_Material supplied_
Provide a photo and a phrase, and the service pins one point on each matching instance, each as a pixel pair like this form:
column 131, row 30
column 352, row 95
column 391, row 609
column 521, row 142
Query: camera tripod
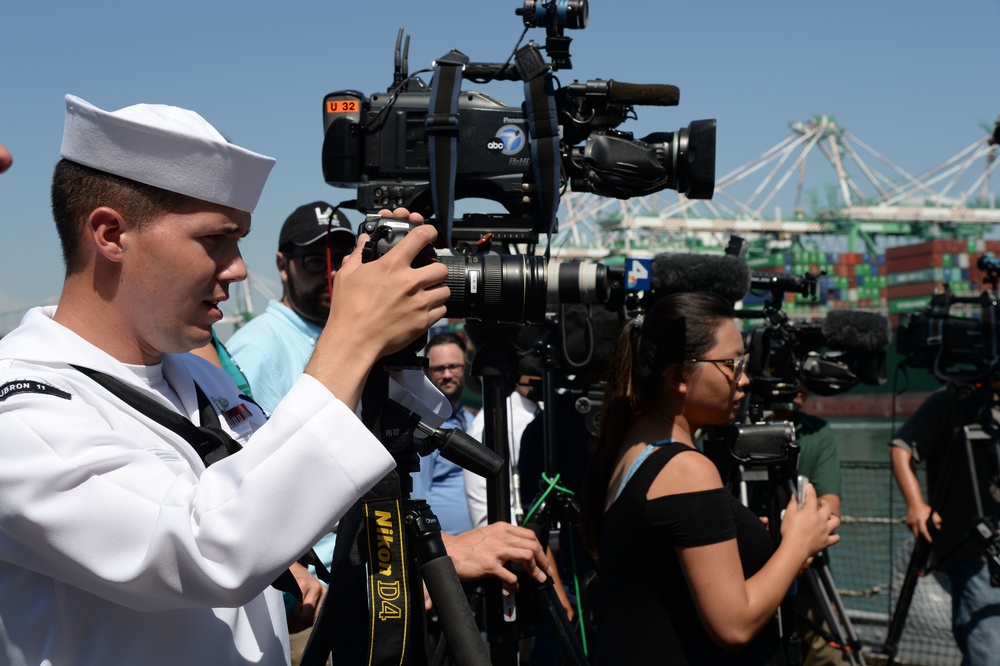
column 984, row 529
column 389, row 545
column 767, row 452
column 507, row 618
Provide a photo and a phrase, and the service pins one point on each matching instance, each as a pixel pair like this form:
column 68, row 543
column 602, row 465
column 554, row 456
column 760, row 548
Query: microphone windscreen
column 852, row 330
column 722, row 275
column 649, row 94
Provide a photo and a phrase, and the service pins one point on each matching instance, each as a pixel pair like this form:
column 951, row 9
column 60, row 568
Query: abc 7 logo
column 510, row 140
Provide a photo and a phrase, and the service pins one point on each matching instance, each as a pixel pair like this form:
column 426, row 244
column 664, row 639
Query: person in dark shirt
column 687, row 574
column 935, row 434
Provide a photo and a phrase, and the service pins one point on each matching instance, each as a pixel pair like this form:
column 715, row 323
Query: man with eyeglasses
column 440, row 481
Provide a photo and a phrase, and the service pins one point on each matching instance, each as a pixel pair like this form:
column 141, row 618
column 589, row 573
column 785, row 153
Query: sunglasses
column 738, row 365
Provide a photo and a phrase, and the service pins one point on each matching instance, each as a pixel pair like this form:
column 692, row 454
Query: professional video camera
column 828, row 358
column 423, row 146
column 957, row 349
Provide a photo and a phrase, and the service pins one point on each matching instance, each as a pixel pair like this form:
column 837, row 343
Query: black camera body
column 381, row 144
column 956, row 349
column 827, row 358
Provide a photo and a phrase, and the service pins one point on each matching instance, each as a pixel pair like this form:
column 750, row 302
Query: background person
column 273, row 347
column 117, row 544
column 686, row 572
column 440, row 481
column 820, row 462
column 934, row 434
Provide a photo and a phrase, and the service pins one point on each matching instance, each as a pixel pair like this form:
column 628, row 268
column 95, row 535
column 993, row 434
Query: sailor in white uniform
column 117, row 544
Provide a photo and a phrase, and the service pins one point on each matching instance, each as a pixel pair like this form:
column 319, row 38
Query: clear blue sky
column 915, row 80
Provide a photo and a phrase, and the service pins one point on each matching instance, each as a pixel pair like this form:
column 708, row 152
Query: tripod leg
column 918, row 561
column 834, row 613
column 438, row 571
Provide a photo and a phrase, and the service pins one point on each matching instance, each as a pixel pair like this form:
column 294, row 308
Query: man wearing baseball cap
column 273, row 347
column 126, row 538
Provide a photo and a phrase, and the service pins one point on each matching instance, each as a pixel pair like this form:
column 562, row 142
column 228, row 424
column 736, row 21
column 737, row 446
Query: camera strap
column 371, row 563
column 212, row 443
column 441, row 127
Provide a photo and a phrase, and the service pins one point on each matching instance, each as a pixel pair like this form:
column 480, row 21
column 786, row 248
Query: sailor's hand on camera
column 812, row 527
column 378, row 308
column 313, row 592
column 917, row 517
column 484, row 551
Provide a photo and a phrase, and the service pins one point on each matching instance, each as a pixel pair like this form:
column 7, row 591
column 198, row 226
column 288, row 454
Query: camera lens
column 577, row 282
column 508, row 288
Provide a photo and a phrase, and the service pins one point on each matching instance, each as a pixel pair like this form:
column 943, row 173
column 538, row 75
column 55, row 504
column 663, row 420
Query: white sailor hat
column 166, row 147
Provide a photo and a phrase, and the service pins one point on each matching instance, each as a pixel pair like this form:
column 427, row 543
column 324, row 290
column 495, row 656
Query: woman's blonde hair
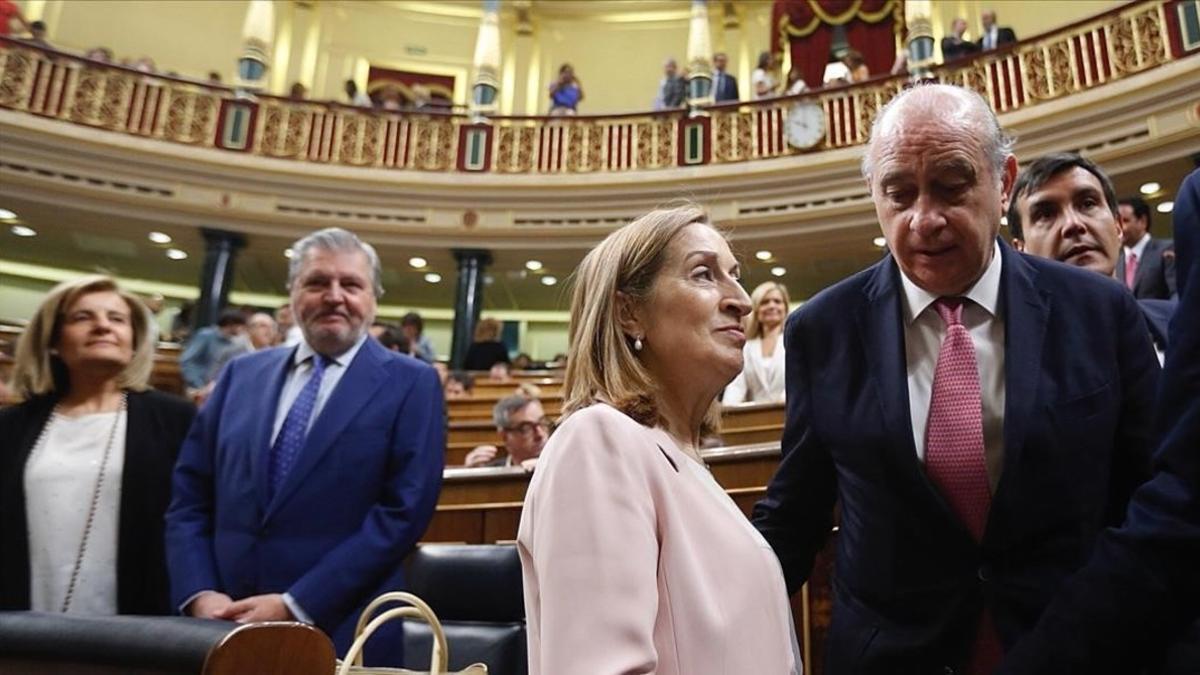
column 756, row 298
column 37, row 370
column 487, row 330
column 603, row 364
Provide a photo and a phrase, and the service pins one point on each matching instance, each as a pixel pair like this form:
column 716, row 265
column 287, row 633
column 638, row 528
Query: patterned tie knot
column 951, row 310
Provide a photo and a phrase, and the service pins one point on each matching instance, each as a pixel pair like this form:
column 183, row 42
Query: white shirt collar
column 304, row 352
column 1139, row 248
column 985, row 292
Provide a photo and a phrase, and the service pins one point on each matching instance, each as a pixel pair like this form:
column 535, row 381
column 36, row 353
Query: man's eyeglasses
column 526, row 428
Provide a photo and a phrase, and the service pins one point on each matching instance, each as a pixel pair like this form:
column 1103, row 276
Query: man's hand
column 481, row 455
column 258, row 608
column 209, row 604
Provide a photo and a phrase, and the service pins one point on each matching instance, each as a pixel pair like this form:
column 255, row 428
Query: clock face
column 805, row 125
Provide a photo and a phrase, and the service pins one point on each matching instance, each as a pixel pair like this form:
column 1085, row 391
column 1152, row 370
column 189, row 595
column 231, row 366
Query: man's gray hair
column 508, row 406
column 335, row 239
column 997, row 144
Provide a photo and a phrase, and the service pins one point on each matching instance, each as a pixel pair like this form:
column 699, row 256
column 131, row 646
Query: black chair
column 475, row 591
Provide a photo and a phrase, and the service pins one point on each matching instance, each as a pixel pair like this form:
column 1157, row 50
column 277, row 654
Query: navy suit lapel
column 277, row 370
column 881, row 328
column 354, row 390
column 1026, row 311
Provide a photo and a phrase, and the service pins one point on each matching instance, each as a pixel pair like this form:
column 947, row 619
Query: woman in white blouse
column 85, row 459
column 762, row 376
column 634, row 559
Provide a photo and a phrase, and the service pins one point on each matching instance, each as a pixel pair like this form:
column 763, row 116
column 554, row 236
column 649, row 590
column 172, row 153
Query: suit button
column 984, row 573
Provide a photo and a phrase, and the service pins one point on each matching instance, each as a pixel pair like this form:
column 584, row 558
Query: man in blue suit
column 979, row 414
column 311, row 471
column 1141, row 583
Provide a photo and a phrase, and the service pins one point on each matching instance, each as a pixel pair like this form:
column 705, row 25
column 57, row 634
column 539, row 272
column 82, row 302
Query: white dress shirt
column 60, row 479
column 923, row 334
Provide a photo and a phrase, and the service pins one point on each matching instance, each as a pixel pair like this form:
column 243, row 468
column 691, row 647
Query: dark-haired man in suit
column 1147, row 266
column 979, row 414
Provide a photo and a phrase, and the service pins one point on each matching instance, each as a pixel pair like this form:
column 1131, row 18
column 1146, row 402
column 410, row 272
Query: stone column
column 220, row 251
column 468, row 300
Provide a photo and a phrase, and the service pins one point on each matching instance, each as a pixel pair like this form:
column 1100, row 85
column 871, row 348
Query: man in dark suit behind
column 725, row 85
column 1141, row 583
column 311, row 471
column 1147, row 264
column 993, row 35
column 979, row 414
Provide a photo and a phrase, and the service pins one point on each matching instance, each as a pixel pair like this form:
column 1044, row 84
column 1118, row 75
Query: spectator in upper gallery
column 762, row 372
column 37, row 34
column 85, row 459
column 856, row 65
column 289, row 334
column 1063, row 208
column 725, row 85
column 261, row 334
column 394, row 339
column 207, row 344
column 459, row 384
column 672, row 88
column 993, row 35
column 1147, row 267
column 955, row 46
column 565, row 93
column 355, row 96
column 102, row 54
column 414, row 328
column 487, row 348
column 523, row 428
column 11, row 13
column 763, row 78
column 796, row 83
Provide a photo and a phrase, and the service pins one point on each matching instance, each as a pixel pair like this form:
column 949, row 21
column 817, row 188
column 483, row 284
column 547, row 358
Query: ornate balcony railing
column 53, row 84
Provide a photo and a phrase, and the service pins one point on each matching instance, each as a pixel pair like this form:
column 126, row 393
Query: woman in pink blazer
column 635, row 560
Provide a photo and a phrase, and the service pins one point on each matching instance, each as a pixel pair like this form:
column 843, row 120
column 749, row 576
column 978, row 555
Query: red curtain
column 805, row 27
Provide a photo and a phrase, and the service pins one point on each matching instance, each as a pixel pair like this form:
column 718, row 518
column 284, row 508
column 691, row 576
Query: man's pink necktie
column 954, row 451
column 1131, row 270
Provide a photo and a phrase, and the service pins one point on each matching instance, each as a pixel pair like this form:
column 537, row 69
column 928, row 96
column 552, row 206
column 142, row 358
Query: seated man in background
column 202, row 350
column 459, row 384
column 1063, row 208
column 523, row 429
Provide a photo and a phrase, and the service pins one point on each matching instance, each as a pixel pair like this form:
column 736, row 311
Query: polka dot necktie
column 295, row 426
column 954, row 452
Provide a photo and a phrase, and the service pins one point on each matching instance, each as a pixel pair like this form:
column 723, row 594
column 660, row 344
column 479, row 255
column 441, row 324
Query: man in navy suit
column 979, row 414
column 311, row 471
column 1141, row 583
column 1147, row 266
column 725, row 85
column 1063, row 208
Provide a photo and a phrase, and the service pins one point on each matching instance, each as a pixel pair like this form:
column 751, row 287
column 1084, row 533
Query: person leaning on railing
column 85, row 459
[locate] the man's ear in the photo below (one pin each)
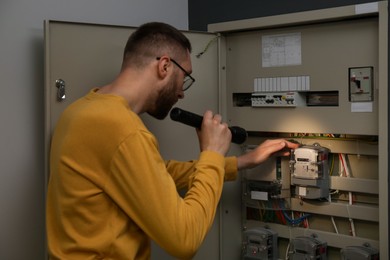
(163, 66)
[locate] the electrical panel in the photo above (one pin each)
(361, 84)
(310, 171)
(364, 252)
(304, 247)
(277, 99)
(313, 78)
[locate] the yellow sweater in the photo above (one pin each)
(110, 192)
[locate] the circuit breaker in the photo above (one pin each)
(310, 171)
(307, 247)
(260, 243)
(361, 84)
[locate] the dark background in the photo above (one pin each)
(203, 12)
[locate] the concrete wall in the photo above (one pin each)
(22, 217)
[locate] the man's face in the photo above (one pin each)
(166, 98)
(171, 93)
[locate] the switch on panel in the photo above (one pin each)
(361, 84)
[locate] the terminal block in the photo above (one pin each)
(278, 99)
(260, 243)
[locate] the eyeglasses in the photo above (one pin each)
(188, 79)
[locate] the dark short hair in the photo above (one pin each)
(152, 40)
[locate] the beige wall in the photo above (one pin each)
(21, 103)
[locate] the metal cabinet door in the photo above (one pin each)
(82, 56)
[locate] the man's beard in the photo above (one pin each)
(165, 100)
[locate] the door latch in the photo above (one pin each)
(60, 84)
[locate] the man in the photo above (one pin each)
(110, 192)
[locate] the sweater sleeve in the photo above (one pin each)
(142, 187)
(181, 171)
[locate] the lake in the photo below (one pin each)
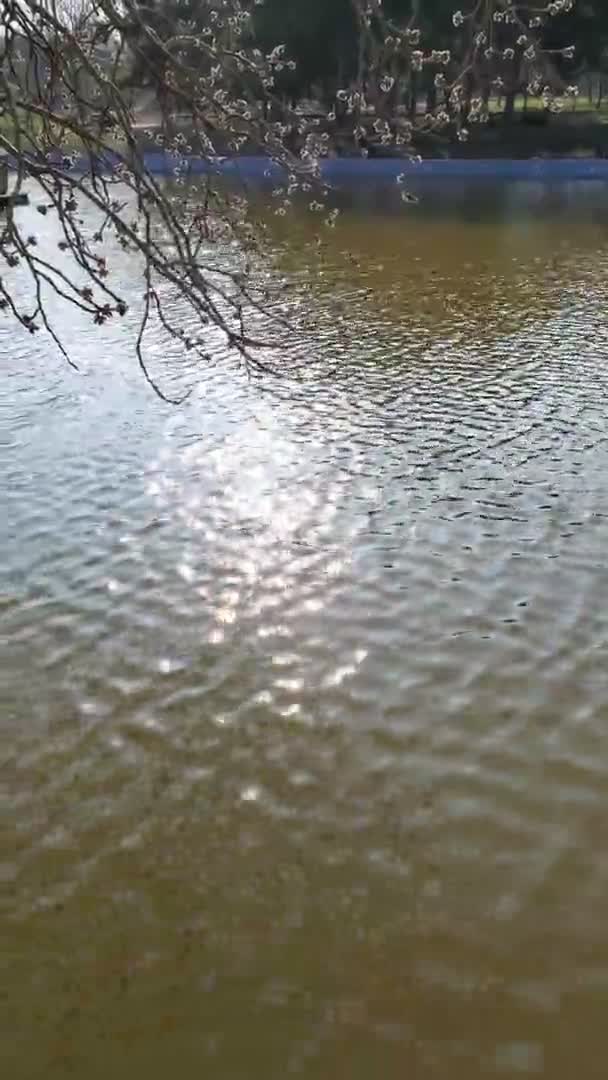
(305, 683)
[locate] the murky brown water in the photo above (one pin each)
(305, 693)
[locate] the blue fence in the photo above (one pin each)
(378, 170)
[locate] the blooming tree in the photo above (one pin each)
(70, 75)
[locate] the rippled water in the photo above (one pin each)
(305, 685)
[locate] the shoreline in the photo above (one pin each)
(333, 170)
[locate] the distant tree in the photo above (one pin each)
(218, 64)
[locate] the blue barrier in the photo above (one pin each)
(375, 170)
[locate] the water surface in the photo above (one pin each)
(305, 684)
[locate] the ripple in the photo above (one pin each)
(305, 685)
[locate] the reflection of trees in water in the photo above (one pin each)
(423, 277)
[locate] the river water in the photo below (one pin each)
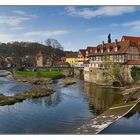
(60, 113)
(129, 124)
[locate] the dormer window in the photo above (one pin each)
(108, 50)
(101, 50)
(116, 49)
(98, 50)
(104, 49)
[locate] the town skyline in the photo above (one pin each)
(75, 27)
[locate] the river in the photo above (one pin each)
(61, 113)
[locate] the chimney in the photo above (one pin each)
(103, 43)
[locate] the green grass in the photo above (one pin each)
(41, 73)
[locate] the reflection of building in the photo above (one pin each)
(100, 98)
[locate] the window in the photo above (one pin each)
(108, 50)
(101, 50)
(116, 49)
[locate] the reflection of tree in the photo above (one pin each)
(51, 101)
(100, 98)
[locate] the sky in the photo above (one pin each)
(75, 27)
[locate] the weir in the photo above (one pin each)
(96, 125)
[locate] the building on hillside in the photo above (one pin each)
(126, 51)
(81, 57)
(39, 59)
(72, 59)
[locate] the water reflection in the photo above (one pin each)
(51, 101)
(62, 112)
(101, 98)
(129, 124)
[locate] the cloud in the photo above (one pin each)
(18, 28)
(132, 24)
(100, 11)
(17, 19)
(47, 33)
(8, 37)
(19, 12)
(13, 20)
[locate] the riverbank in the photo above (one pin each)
(35, 92)
(40, 74)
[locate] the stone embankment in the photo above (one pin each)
(96, 125)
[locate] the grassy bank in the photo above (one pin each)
(41, 73)
(28, 94)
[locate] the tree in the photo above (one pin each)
(53, 43)
(119, 73)
(55, 52)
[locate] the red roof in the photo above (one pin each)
(72, 55)
(83, 52)
(131, 38)
(102, 49)
(134, 62)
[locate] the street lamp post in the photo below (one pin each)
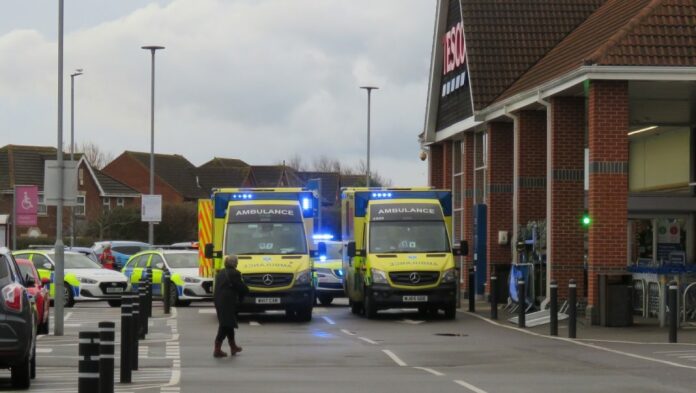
(59, 250)
(152, 49)
(369, 96)
(77, 72)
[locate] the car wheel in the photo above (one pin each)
(370, 307)
(68, 297)
(21, 374)
(325, 300)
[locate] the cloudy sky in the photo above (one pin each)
(260, 80)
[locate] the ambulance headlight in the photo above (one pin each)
(379, 277)
(303, 277)
(449, 276)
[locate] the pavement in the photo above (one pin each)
(400, 351)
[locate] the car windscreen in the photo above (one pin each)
(408, 237)
(182, 260)
(77, 261)
(265, 238)
(128, 250)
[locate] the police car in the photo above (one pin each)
(328, 267)
(84, 279)
(187, 284)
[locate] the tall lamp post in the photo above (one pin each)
(77, 72)
(152, 49)
(369, 96)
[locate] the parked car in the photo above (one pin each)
(121, 250)
(17, 323)
(39, 291)
(187, 284)
(84, 278)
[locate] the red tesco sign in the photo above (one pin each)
(454, 49)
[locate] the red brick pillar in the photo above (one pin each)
(499, 176)
(608, 193)
(531, 167)
(468, 200)
(435, 168)
(565, 243)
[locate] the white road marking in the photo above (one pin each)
(469, 386)
(395, 358)
(588, 345)
(367, 340)
(430, 370)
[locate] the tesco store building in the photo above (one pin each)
(566, 131)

_What the task asks_
Rewrite every line above, from the line containing "[locate] the tall" down to the last of the rows, keeping the lines without coordinates as well. Multiply each answer coordinate by 1.3 and round to a whole number, with halves going up.

_Result_
[locate] the tall lamp post in the photo above (one pin each)
(100, 94)
(198, 64)
(480, 125)
[locate] the parked car in the photo above (one pin each)
(157, 325)
(22, 420)
(51, 378)
(243, 369)
(109, 361)
[locate] the red tesco sign in the photo above (one pin each)
(590, 64)
[locate] the red brick pillar in the photo above (one pin each)
(649, 229)
(790, 251)
(690, 217)
(608, 260)
(566, 218)
(735, 316)
[locate] the white road marking in the photo above (one pin each)
(610, 502)
(514, 465)
(764, 449)
(477, 442)
(559, 481)
[locate] the tesco store building in the photo above (one pin each)
(736, 170)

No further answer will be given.